(Rows from a data source)
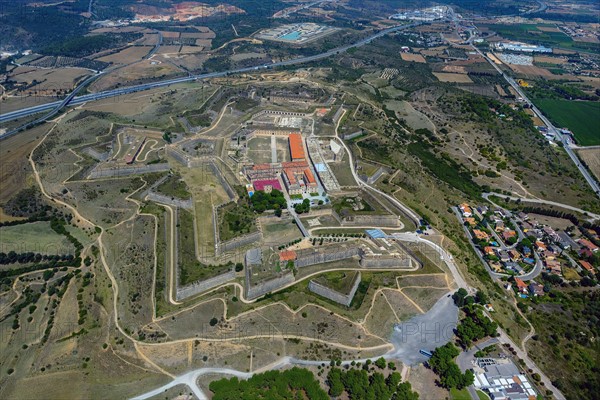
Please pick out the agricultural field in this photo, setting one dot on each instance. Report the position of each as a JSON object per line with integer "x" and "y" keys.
{"x": 536, "y": 34}
{"x": 453, "y": 78}
{"x": 174, "y": 186}
{"x": 235, "y": 220}
{"x": 340, "y": 281}
{"x": 36, "y": 237}
{"x": 138, "y": 72}
{"x": 575, "y": 116}
{"x": 591, "y": 157}
{"x": 413, "y": 57}
{"x": 277, "y": 230}
{"x": 127, "y": 56}
{"x": 259, "y": 149}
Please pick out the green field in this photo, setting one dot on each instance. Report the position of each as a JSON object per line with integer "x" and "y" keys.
{"x": 462, "y": 394}
{"x": 340, "y": 281}
{"x": 529, "y": 33}
{"x": 36, "y": 237}
{"x": 174, "y": 186}
{"x": 581, "y": 117}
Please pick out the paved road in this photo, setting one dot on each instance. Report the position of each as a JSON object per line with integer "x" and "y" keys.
{"x": 592, "y": 215}
{"x": 564, "y": 139}
{"x": 55, "y": 107}
{"x": 410, "y": 213}
{"x": 537, "y": 269}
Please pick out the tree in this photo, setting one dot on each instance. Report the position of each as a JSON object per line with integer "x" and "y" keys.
{"x": 481, "y": 297}
{"x": 459, "y": 297}
{"x": 334, "y": 380}
{"x": 442, "y": 363}
{"x": 404, "y": 392}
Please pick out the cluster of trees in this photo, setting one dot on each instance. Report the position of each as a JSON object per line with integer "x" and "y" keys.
{"x": 559, "y": 90}
{"x": 81, "y": 46}
{"x": 443, "y": 364}
{"x": 552, "y": 213}
{"x": 58, "y": 226}
{"x": 262, "y": 201}
{"x": 303, "y": 207}
{"x": 462, "y": 298}
{"x": 359, "y": 384}
{"x": 474, "y": 326}
{"x": 25, "y": 258}
{"x": 295, "y": 383}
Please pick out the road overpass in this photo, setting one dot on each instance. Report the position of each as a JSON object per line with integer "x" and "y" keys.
{"x": 56, "y": 106}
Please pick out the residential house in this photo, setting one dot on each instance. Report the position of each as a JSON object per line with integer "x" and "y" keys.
{"x": 551, "y": 233}
{"x": 287, "y": 255}
{"x": 514, "y": 255}
{"x": 513, "y": 266}
{"x": 592, "y": 233}
{"x": 499, "y": 226}
{"x": 585, "y": 252}
{"x": 503, "y": 255}
{"x": 566, "y": 242}
{"x": 521, "y": 286}
{"x": 529, "y": 261}
{"x": 488, "y": 250}
{"x": 588, "y": 245}
{"x": 496, "y": 266}
{"x": 481, "y": 235}
{"x": 527, "y": 226}
{"x": 536, "y": 289}
{"x": 587, "y": 266}
{"x": 537, "y": 233}
{"x": 554, "y": 267}
{"x": 466, "y": 210}
{"x": 483, "y": 209}
{"x": 471, "y": 221}
{"x": 508, "y": 234}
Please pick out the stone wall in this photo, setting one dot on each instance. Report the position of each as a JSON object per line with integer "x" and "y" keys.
{"x": 177, "y": 155}
{"x": 376, "y": 176}
{"x": 217, "y": 171}
{"x": 161, "y": 198}
{"x": 390, "y": 221}
{"x": 262, "y": 288}
{"x": 320, "y": 256}
{"x": 328, "y": 293}
{"x": 386, "y": 262}
{"x": 223, "y": 247}
{"x": 202, "y": 286}
{"x": 351, "y": 136}
{"x": 127, "y": 170}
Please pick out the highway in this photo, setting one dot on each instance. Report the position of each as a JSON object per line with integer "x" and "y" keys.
{"x": 56, "y": 106}
{"x": 564, "y": 139}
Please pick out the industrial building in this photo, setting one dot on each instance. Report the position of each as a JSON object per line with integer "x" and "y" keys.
{"x": 502, "y": 380}
{"x": 522, "y": 47}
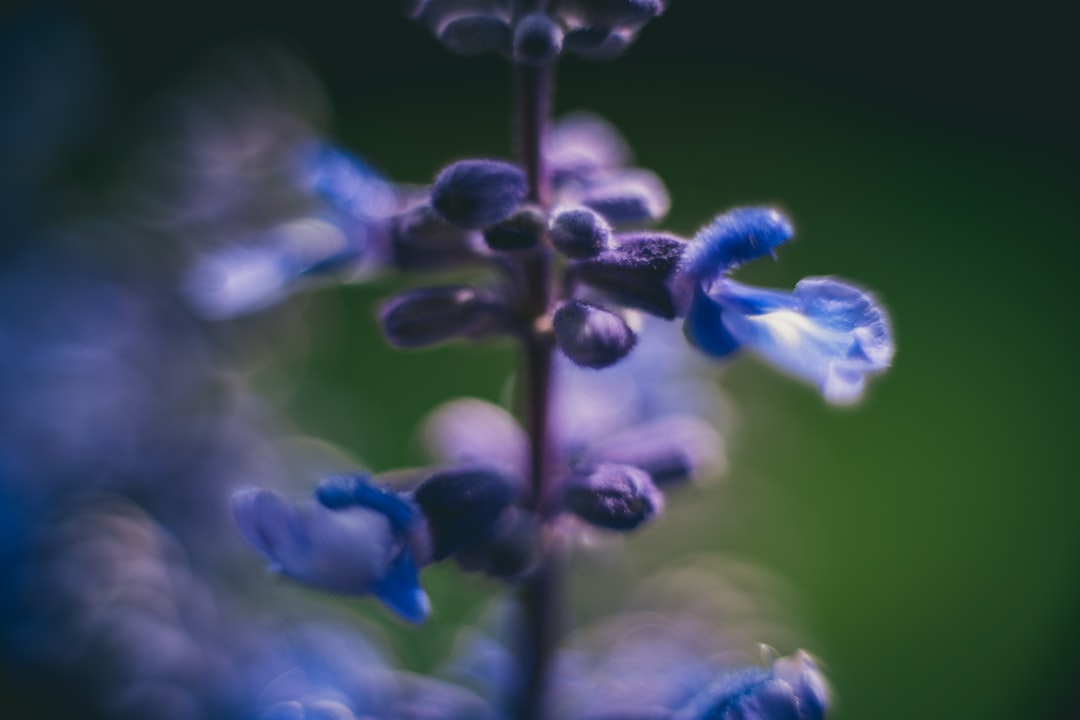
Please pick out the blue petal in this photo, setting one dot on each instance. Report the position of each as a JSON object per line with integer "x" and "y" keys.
{"x": 337, "y": 551}
{"x": 826, "y": 331}
{"x": 477, "y": 193}
{"x": 792, "y": 689}
{"x": 346, "y": 490}
{"x": 346, "y": 182}
{"x": 736, "y": 238}
{"x": 400, "y": 589}
{"x": 704, "y": 327}
{"x": 246, "y": 277}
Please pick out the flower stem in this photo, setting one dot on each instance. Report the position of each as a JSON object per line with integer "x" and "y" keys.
{"x": 540, "y": 593}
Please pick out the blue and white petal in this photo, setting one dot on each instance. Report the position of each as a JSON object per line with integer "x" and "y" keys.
{"x": 352, "y": 551}
{"x": 826, "y": 331}
{"x": 243, "y": 279}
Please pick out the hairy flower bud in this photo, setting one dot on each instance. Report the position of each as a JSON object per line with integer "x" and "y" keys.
{"x": 421, "y": 240}
{"x": 430, "y": 315}
{"x": 591, "y": 336}
{"x": 461, "y": 506}
{"x": 537, "y": 40}
{"x": 613, "y": 497}
{"x": 477, "y": 193}
{"x": 637, "y": 272}
{"x": 475, "y": 35}
{"x": 580, "y": 233}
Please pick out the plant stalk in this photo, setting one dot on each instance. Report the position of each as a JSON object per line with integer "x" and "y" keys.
{"x": 541, "y": 600}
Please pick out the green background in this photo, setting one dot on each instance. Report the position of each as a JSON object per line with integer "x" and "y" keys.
{"x": 928, "y": 539}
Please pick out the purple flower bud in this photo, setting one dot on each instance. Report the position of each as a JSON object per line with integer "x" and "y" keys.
{"x": 580, "y": 145}
{"x": 477, "y": 193}
{"x": 670, "y": 448}
{"x": 736, "y": 238}
{"x": 462, "y": 505}
{"x": 595, "y": 43}
{"x": 580, "y": 233}
{"x": 609, "y": 13}
{"x": 475, "y": 35}
{"x": 537, "y": 40}
{"x": 430, "y": 315}
{"x": 511, "y": 551}
{"x": 591, "y": 336}
{"x": 613, "y": 497}
{"x": 637, "y": 272}
{"x": 629, "y": 198}
{"x": 421, "y": 240}
{"x": 518, "y": 232}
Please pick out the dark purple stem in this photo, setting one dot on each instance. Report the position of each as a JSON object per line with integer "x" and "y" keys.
{"x": 540, "y": 592}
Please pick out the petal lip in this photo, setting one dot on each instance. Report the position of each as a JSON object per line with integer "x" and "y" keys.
{"x": 826, "y": 331}
{"x": 734, "y": 239}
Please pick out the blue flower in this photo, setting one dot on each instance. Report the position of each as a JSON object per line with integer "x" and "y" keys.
{"x": 791, "y": 689}
{"x": 349, "y": 548}
{"x": 826, "y": 331}
{"x": 343, "y": 235}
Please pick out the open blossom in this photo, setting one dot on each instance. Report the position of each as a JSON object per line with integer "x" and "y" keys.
{"x": 826, "y": 331}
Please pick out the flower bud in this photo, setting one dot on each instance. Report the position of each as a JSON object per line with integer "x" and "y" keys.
{"x": 793, "y": 688}
{"x": 537, "y": 40}
{"x": 610, "y": 13}
{"x": 518, "y": 232}
{"x": 430, "y": 315}
{"x": 591, "y": 336}
{"x": 580, "y": 233}
{"x": 421, "y": 240}
{"x": 594, "y": 43}
{"x": 477, "y": 193}
{"x": 629, "y": 198}
{"x": 613, "y": 497}
{"x": 462, "y": 505}
{"x": 475, "y": 35}
{"x": 637, "y": 272}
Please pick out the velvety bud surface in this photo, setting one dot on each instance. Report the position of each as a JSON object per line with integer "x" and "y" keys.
{"x": 474, "y": 432}
{"x": 477, "y": 193}
{"x": 421, "y": 240}
{"x": 475, "y": 35}
{"x": 636, "y": 272}
{"x": 670, "y": 448}
{"x": 609, "y": 13}
{"x": 537, "y": 40}
{"x": 461, "y": 506}
{"x": 613, "y": 497}
{"x": 430, "y": 315}
{"x": 580, "y": 145}
{"x": 579, "y": 233}
{"x": 629, "y": 198}
{"x": 591, "y": 336}
{"x": 518, "y": 232}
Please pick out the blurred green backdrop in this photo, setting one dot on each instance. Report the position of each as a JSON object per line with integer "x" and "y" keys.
{"x": 926, "y": 151}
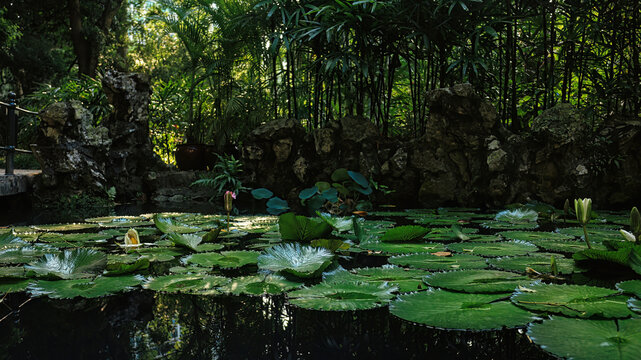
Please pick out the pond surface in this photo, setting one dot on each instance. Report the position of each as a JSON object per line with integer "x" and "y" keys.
{"x": 148, "y": 324}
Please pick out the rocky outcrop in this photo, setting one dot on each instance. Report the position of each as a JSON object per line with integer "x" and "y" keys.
{"x": 79, "y": 156}
{"x": 465, "y": 158}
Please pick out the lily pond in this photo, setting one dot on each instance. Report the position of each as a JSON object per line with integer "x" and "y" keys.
{"x": 438, "y": 283}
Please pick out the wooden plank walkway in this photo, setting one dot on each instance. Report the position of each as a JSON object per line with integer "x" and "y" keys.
{"x": 18, "y": 183}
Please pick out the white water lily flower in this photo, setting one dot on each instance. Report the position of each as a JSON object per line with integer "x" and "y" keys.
{"x": 628, "y": 235}
{"x": 583, "y": 209}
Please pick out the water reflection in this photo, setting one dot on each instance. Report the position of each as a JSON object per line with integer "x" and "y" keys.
{"x": 144, "y": 325}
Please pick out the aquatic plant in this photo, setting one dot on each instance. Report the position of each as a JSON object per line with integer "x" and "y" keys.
{"x": 583, "y": 210}
{"x": 301, "y": 228}
{"x": 299, "y": 260}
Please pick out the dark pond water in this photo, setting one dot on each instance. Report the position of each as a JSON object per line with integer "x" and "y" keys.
{"x": 143, "y": 324}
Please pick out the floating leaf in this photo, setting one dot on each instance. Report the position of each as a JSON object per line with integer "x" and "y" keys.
{"x": 339, "y": 296}
{"x": 510, "y": 248}
{"x": 459, "y": 311}
{"x": 630, "y": 287}
{"x": 65, "y": 227}
{"x": 302, "y": 261}
{"x": 70, "y": 264}
{"x": 405, "y": 233}
{"x": 403, "y": 248}
{"x": 225, "y": 259}
{"x": 539, "y": 263}
{"x": 187, "y": 283}
{"x": 573, "y": 300}
{"x": 167, "y": 225}
{"x": 261, "y": 193}
{"x": 432, "y": 262}
{"x": 406, "y": 280}
{"x": 87, "y": 288}
{"x": 301, "y": 228}
{"x": 588, "y": 339}
{"x": 534, "y": 235}
{"x": 478, "y": 281}
{"x": 260, "y": 284}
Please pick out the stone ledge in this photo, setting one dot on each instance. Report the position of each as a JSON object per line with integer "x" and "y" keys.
{"x": 20, "y": 182}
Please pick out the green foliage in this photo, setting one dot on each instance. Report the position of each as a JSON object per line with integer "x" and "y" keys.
{"x": 226, "y": 174}
{"x": 459, "y": 311}
{"x": 588, "y": 339}
{"x": 301, "y": 228}
{"x": 299, "y": 260}
{"x": 405, "y": 233}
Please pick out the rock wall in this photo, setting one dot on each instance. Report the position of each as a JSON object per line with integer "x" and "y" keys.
{"x": 465, "y": 158}
{"x": 78, "y": 156}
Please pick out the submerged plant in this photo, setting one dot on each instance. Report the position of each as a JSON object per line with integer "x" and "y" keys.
{"x": 583, "y": 209}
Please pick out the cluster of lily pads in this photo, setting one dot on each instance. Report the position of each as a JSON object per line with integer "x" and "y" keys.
{"x": 455, "y": 269}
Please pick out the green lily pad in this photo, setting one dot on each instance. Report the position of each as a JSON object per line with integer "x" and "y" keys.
{"x": 301, "y": 228}
{"x": 502, "y": 225}
{"x": 540, "y": 263}
{"x": 73, "y": 237}
{"x": 566, "y": 246}
{"x": 187, "y": 283}
{"x": 534, "y": 235}
{"x": 509, "y": 248}
{"x": 160, "y": 254}
{"x": 10, "y": 285}
{"x": 632, "y": 287}
{"x": 595, "y": 235}
{"x": 65, "y": 227}
{"x": 573, "y": 300}
{"x": 225, "y": 259}
{"x": 301, "y": 261}
{"x": 168, "y": 225}
{"x": 87, "y": 288}
{"x": 588, "y": 339}
{"x": 406, "y": 280}
{"x": 459, "y": 311}
{"x": 70, "y": 264}
{"x": 260, "y": 285}
{"x": 25, "y": 254}
{"x": 403, "y": 248}
{"x": 434, "y": 263}
{"x": 478, "y": 281}
{"x": 407, "y": 233}
{"x": 339, "y": 296}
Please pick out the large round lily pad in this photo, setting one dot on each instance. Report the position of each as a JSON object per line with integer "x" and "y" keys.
{"x": 260, "y": 284}
{"x": 534, "y": 235}
{"x": 573, "y": 300}
{"x": 405, "y": 279}
{"x": 187, "y": 283}
{"x": 339, "y": 296}
{"x": 478, "y": 281}
{"x": 539, "y": 263}
{"x": 433, "y": 262}
{"x": 403, "y": 248}
{"x": 459, "y": 311}
{"x": 225, "y": 259}
{"x": 509, "y": 248}
{"x": 588, "y": 339}
{"x": 87, "y": 288}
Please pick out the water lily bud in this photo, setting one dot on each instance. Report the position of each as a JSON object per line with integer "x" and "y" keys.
{"x": 628, "y": 235}
{"x": 132, "y": 238}
{"x": 583, "y": 209}
{"x": 635, "y": 221}
{"x": 228, "y": 199}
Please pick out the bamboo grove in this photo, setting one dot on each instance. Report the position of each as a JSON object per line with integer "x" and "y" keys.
{"x": 219, "y": 68}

= AIM =
Scale the lines starting at the one that contains "Please pick out the bamboo" and ending at the last line of the rows. Write those lines out again, request included, with every x and y coordinate in the answers multiplied by 1.8 and rounded to a whole number, halves rounded up.

= PROBLEM SOLUTION =
Please pick out the bamboo grove in this photo, setting one dot on each instance. Report the position of each as a JSON object per line with integer "x" and "y" keys.
{"x": 394, "y": 122}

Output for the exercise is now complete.